Selection =>
------------------------------------------------
The Credit Bureau Association of Nigeria (CBAN) has stated that for Nigeria to grow and sustain an all-inclusive economy, banks must change their lending model, saying that 80 per cent of loanable funds for economic development are in the hands of few companies.

The Chairman, CBAN and Managing Director, CRC Credit Bureau, Tunde Popoola, explained that Nigerian banks are still practicing what he described as “loan concentrating” on very few companies, therefore calling for a paradigm shift where a huge chunk of loanable funds should be channelled towards the retail and Micro Small and Medium Enterprises (MSMEs) sector to boost purchasing power of consumers for economic growth.

Popoola stated this during a press briefing in Lagos to highlight some of the key benefits of credit bureaus in the country.

“A situation where we have 80 per cent of such developmental funds in the hands of less than 200 companies, we cannot have real economic growth. Loan concentration in specific few sectors such as oil and gas is detrimental to our growth as a nation, we must focus on SMEs, retail sector where we have lots of economic activities,” he added.

According to him, since the licensing of Credit Bureaus by the Central Bank of Nigeria (CBN) in 2008, significant impact has been made by the industry, noting that banks readily share credit information which promotes transparency in the financial system; banks currently offer new credit products to their customers such as credit cards, consumer loans, vehicle loans, loans to SMEs while retail loans are enjoying special attention by virtually all the banks which has inevitably turned the tide of high level of non-performing loans that was prevalent in the 1980s – 1990s.

He also stated that courtesy of the move by CBN, Nigeria is currently 6th in the world on the Getting Credit Indicator, stressing that the value of loans granted in the country has risen from N7 trillion to N16 trillion by December 2017 while there had also been a significant decline in the rate of non-performing loans.

“The number of borrowers in the credit reporting system has grown. Furthermore, Nigeria now ranks 145th out of 190 countries on the Ease of Doing Business, compared to 169 in last year’s report due to the efforts made by the Presidential Enabling Business Environment Council (PEBEC) initiatives of which the Credit Bureaus played an integral part last year.
------------------------------------------------
(Data records)
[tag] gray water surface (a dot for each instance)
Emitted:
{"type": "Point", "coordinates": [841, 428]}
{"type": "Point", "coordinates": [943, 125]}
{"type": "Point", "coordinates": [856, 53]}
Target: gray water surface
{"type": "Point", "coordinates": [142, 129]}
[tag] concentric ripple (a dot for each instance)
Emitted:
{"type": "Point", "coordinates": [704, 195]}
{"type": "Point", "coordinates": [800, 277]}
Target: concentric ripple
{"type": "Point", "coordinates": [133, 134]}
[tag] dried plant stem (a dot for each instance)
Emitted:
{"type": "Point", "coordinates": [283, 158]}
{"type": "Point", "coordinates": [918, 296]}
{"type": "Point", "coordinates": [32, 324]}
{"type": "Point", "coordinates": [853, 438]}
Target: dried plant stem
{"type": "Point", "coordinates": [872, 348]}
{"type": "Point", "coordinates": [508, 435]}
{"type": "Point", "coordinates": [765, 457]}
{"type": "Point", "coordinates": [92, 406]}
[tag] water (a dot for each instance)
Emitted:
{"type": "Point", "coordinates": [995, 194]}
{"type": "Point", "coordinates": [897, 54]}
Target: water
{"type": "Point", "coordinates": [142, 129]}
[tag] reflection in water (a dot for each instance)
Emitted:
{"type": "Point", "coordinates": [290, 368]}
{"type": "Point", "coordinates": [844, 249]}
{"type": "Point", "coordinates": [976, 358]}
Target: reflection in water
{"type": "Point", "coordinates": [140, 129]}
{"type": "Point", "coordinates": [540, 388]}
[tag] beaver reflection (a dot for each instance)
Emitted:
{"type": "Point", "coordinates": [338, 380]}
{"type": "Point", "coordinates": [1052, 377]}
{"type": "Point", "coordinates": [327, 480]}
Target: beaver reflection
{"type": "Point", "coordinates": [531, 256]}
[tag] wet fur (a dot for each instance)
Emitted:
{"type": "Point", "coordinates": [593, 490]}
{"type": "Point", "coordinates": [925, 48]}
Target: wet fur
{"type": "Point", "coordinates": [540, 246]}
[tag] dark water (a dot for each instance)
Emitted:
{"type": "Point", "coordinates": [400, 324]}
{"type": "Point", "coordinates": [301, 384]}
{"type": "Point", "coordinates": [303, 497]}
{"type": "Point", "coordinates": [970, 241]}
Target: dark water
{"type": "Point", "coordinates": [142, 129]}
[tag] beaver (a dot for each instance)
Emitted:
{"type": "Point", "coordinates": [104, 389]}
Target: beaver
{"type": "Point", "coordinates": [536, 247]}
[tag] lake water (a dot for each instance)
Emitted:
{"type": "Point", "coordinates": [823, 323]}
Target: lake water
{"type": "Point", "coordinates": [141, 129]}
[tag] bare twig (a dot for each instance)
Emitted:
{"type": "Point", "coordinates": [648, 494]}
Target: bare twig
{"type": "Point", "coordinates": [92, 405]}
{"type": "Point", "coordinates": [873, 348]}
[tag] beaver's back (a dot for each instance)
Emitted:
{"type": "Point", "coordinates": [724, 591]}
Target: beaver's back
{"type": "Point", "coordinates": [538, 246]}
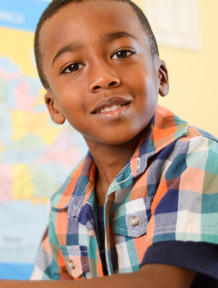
------------------------------------------------
Exercise description => Can you retype the entire article on Nigerian bank lending word for word? These items were drawn from a separate source.

Response to this task =>
The Credit Bureau Association of Nigeria (CBAN) has stated that for Nigeria to grow and sustain an all-inclusive economy, banks must change their lending model, saying that 80 per cent of loanable funds for economic development are in the hands of few companies.

The Chairman, CBAN and Managing Director, CRC Credit Bureau, Tunde Popoola, explained that Nigerian banks are still practicing what he described as “loan concentrating” on very few companies, therefore calling for a paradigm shift where a huge chunk of loanable funds should be channelled towards the retail and Micro Small and Medium Enterprises (MSMEs) sector to boost purchasing power of consumers for economic growth.

Popoola stated this during a press briefing in Lagos to highlight some of the key benefits of credit bureaus in the country.

“A situation where we have 80 per cent of such developmental funds in the hands of less than 200 companies, we cannot have real economic growth. Loan concentration in specific few sectors such as oil and gas is detrimental to our growth as a nation, we must focus on SMEs, retail sector where we have lots of economic activities,” he added.

According to him, since the licensing of Credit Bureaus by the Central Bank of Nigeria (CBN) in 2008, significant impact has been made by the industry, noting that banks readily share credit information which promotes transparency in the financial system; banks currently offer new credit products to their customers such as credit cards, consumer loans, vehicle loans, loans to SMEs while retail loans are enjoying special attention by virtually all the banks which has inevitably turned the tide of high level of non-performing loans that was prevalent in the 1980s – 1990s.

He also stated that courtesy of the move by CBN, Nigeria is currently 6th in the world on the Getting Credit Indicator, stressing that the value of loans granted in the country has risen from N7 trillion to N16 trillion by December 2017 while there had also been a significant decline in the rate of non-performing loans.

“The number of borrowers in the credit reporting system has grown. Furthermore, Nigeria now ranks 145th out of 190 countries on the Ease of Doing Business, compared to 169 in last year’s report due to the efforts made by the Presidential Enabling Business Environment Council (PEBEC) initiatives of which the Credit Bureaus played an integral part last year.